• [PROBLEM DESCRIPTION] Format everything from the line containing "Check that each instance of the peregrine" down to the end of the items below as a JSON list of strings, with one string per line and blank lines left out.

## Start SUPPLIED MATERIAL

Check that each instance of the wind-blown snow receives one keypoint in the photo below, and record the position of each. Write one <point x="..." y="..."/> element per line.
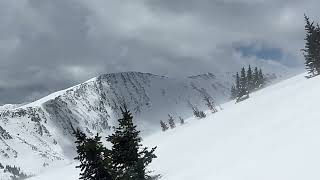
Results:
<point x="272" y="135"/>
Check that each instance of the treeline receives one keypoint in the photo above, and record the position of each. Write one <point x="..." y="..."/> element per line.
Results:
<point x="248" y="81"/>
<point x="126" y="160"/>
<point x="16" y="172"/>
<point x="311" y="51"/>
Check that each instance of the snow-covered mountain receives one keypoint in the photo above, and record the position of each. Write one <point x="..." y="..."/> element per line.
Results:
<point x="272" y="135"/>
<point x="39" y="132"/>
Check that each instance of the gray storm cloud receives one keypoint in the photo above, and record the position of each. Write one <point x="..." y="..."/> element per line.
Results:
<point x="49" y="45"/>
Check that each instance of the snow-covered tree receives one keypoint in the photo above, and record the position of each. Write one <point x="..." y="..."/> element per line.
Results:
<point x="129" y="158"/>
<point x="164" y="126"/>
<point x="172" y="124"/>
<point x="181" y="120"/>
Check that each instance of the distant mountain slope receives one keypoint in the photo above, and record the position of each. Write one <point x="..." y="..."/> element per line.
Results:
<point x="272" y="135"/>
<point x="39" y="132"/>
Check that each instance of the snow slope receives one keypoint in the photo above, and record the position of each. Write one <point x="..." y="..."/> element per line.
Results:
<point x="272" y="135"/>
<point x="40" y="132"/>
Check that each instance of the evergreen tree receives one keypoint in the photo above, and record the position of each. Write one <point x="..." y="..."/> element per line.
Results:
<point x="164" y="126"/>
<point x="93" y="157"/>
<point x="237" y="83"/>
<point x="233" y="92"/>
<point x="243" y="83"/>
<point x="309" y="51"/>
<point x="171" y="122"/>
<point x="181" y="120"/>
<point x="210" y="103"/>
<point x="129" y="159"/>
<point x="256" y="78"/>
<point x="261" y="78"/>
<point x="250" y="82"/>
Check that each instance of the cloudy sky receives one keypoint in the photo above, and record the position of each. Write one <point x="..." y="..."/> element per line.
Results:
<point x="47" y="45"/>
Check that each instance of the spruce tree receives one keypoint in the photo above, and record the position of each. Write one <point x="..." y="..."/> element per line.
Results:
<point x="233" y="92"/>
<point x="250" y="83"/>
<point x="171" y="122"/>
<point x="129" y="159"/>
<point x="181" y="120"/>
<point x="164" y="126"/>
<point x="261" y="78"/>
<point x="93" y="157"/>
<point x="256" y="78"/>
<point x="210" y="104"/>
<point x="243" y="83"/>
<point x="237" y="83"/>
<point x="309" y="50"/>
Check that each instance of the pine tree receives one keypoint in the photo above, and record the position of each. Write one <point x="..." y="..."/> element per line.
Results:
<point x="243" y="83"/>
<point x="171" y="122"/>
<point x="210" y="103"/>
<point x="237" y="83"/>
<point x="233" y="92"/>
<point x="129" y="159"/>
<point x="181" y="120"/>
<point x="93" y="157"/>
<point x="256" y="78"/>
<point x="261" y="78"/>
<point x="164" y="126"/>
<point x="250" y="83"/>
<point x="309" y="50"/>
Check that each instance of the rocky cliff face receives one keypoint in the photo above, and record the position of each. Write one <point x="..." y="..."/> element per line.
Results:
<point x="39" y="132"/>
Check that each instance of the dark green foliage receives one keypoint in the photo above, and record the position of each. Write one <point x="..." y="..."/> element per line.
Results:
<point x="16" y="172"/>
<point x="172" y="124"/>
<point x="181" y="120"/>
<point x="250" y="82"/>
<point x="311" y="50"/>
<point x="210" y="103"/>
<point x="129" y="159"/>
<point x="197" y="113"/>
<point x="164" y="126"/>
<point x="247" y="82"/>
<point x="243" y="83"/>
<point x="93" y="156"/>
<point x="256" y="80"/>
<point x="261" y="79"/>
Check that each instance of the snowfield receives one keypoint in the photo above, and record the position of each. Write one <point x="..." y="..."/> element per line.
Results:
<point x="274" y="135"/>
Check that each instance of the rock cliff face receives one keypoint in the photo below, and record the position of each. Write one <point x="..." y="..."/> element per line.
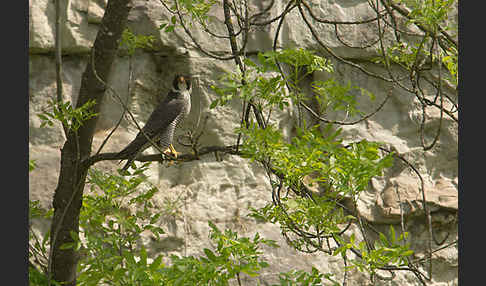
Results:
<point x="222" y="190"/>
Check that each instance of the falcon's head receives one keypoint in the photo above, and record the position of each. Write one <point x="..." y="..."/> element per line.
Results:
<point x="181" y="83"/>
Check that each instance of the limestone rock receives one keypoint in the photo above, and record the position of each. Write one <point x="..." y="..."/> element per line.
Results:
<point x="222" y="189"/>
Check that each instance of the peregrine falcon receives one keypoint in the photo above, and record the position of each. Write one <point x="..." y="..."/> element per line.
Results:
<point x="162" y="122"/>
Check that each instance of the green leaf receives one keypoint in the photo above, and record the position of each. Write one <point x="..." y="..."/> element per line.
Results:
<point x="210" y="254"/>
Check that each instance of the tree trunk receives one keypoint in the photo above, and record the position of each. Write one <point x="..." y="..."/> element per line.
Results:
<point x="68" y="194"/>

## End SUPPLIED MATERIAL

• [RESULT]
[
  "Check that each instance of the peregrine falcon receives one keypoint in the photo above, and record the position of each. Write one <point x=\"...\" y=\"...\"/> element per line.",
  "Results:",
  "<point x=\"162\" y=\"122\"/>",
  "Check that each instance of the green leaf receives one keypoint in the photo above, and record the position of each. Write one <point x=\"...\" y=\"...\"/> element per line.",
  "Results:",
  "<point x=\"210\" y=\"254\"/>",
  "Check that each instance of the tree trunk receives one keypoint in the photo above, and record the position of each. Write one <point x=\"...\" y=\"...\"/> element per line.",
  "Results:",
  "<point x=\"68\" y=\"194\"/>"
]